## OBJECTIVE 1
Which lines in the rows below contain the string "table"? Gather every such line in full, and treat case as significant.

## ARTICLE
--------------------------------------------------

At the outset we observe that administrative institutions are as old as the American government itself. 1 C. Koch, Jr., Administrative Law and Practice § 1.9 at 17 (1985). This court has long upheld the exercise of quasi-judicial powers by administrative agencies. Aniello v. Marcello, 91 R.I. 198, 207, 162 A.2d 270, 274 (1960). Although we acknowledge that in relation to petitioner the subcommittee and later the CRMC acted in a quasi-judicial capacity, the mere fact that some discretion was exercised in carrying out the mandate set forth in G.L. 1956 (1980 Reenactment) § 46-23-6(E) does not, vel non, make such discretion an exercise of the judicial power within the purview of the State Constitution. Berberian v. Lussier, 87 R.I. 226, 235, 139 A.2d 869, 874 (1958).

We have previously observed that the essence of the exercise of judicial power consists of rendering judgments to be executed pursuant to the inherent power of the tribunal. G & D Taylor & Co. v. Place, 4 R.I. at 336. An examination of the CRMC's enabling legislation reveals that it is bereft of such power. Thus, pursuant to § 46-23-7, as amended by P.L. 1980, ch. 208, § 1, the CRMC is unable to exercise its purported judicial powers except by resort to the appropriate article X court. 6

The petitioner argues that the designation of a public right-of-way necessarily requires a determination that the land over which such right-of-way extends is burdened thereby. According to petitioner such designation is tantamount to a determination that the public has acquired an interest in the owner's land. The petitioner urges that such a determination may be made only by a court of law, not by an administrative agency which is a creature of the executive department.

--------------------------------------------------

(Labeled area outline entries)
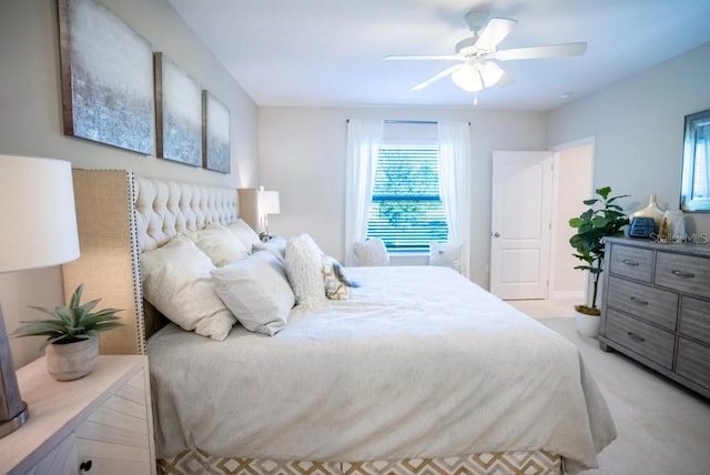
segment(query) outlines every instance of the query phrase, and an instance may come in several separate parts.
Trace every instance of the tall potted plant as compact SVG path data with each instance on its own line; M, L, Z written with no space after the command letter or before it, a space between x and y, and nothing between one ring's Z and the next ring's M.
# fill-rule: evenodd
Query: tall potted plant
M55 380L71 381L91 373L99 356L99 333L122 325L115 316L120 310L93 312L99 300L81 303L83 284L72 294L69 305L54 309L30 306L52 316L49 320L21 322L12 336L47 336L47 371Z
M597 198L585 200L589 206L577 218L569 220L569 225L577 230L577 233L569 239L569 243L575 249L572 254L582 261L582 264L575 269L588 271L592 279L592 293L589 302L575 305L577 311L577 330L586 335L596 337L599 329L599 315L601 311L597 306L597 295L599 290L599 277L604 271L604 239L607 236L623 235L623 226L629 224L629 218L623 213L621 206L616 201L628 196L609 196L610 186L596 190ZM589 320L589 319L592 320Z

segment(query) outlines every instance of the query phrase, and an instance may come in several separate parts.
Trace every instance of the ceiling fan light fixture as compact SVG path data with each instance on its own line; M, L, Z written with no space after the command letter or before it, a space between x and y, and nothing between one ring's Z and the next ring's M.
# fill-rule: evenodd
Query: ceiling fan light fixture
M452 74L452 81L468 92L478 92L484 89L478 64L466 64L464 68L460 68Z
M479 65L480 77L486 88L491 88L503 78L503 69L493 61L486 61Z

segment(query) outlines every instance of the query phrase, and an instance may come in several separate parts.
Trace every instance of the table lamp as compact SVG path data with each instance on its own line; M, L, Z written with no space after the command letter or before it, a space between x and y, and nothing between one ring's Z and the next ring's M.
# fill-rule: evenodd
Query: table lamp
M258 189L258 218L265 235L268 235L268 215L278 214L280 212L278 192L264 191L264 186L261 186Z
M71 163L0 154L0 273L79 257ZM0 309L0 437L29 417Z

--------------------------------------------------

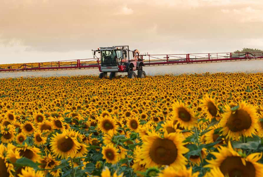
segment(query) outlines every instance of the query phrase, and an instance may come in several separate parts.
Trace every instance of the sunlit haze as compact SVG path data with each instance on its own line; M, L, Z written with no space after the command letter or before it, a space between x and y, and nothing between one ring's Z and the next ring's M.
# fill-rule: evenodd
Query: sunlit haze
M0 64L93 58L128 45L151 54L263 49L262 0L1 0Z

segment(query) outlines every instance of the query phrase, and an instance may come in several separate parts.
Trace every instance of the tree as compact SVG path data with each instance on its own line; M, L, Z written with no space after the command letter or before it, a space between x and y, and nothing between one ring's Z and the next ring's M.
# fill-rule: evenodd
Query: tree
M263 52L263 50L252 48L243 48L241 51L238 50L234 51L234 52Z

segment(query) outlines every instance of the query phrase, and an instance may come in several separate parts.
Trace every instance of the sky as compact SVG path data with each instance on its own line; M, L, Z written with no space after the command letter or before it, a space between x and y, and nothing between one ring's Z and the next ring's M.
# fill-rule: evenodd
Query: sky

--------------------------------------------------

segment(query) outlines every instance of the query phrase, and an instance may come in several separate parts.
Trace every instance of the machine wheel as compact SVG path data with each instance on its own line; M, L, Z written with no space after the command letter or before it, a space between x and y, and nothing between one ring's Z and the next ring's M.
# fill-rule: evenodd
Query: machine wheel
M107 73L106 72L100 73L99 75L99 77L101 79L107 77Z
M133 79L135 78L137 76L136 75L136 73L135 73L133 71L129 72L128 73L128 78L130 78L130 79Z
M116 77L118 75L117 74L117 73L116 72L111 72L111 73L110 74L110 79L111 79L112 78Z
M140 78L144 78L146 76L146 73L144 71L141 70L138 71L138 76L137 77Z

--------------------------------------------------

## OBJECTIVE 2
Could you transcribe the opinion passage above, word for word, from "The petitioner argues" to "the executive department."?

## REPLY 1
Trace every instance of the table lamp as compact SVG path data with each instance on its own line; M, L, Z written with no space after the command letter or before it, a space between x and y, and nothing between one ring's Z and the next ring's M.
Query: table lamp

## REPLY 2
The petitioner argues that the designation of a public right-of-way necessarily requires a determination that the land over which such right-of-way extends is burdened thereby. According to petitioner such designation is tantamount to a determination that the public has acquired an interest in the owner's land. The petitioner urges that such a determination may be made only by a court of law, not by an administrative agency which is a creature of the executive department.